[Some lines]

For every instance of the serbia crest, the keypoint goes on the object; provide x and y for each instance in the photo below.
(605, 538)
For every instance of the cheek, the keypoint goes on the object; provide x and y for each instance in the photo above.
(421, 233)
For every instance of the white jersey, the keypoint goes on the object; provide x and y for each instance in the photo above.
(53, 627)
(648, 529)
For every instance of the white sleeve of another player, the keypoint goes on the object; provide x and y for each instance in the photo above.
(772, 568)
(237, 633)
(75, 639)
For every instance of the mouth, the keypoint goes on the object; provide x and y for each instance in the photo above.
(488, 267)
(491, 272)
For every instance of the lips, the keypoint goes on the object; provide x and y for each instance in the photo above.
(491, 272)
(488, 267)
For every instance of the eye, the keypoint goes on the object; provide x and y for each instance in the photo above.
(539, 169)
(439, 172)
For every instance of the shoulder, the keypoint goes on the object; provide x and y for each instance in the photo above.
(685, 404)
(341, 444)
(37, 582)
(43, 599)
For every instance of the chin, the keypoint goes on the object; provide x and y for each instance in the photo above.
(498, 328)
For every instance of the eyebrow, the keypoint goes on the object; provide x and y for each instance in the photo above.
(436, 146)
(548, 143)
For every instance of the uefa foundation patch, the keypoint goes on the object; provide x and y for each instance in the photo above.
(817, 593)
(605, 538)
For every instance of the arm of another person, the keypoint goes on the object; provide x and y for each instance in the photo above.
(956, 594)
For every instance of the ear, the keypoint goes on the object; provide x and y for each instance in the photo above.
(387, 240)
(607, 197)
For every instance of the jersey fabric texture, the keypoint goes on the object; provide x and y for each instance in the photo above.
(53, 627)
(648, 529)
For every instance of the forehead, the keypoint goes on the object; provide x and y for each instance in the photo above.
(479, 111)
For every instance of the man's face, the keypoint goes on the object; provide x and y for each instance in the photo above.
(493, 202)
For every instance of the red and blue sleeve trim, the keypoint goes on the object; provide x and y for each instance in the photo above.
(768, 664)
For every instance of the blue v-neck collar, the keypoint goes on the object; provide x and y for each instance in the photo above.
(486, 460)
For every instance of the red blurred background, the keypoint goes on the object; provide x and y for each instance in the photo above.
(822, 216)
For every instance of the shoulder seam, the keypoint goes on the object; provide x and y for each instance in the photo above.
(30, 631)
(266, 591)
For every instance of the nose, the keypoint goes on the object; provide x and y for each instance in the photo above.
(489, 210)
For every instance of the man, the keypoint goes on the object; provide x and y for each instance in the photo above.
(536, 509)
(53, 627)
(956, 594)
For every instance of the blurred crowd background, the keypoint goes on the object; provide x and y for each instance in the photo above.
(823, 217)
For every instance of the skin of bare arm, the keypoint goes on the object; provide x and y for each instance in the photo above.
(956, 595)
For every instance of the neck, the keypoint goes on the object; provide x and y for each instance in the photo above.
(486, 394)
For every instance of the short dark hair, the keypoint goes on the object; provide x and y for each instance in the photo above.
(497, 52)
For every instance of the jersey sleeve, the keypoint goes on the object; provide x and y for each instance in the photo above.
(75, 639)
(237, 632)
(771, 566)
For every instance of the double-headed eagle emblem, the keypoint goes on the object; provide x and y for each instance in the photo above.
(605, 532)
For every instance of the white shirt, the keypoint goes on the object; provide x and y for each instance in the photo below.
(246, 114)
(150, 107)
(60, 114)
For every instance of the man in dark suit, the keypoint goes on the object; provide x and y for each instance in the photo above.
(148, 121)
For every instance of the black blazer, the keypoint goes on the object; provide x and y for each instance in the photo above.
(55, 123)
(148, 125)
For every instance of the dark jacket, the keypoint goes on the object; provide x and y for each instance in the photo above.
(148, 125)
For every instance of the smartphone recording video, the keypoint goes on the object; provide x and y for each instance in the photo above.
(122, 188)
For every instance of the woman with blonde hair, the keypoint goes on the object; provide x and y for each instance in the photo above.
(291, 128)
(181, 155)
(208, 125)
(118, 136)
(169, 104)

▸ What you will do
Output the lines from the one containing "For every instance of the woman" through the last of the lines, reproducing them as they appear.

▸ Answer to this exercise
For every instance of the woman with blonde hair, the keypoint goes on the object; provide x and y for each instance in the photo above.
(291, 128)
(181, 155)
(208, 125)
(118, 136)
(169, 104)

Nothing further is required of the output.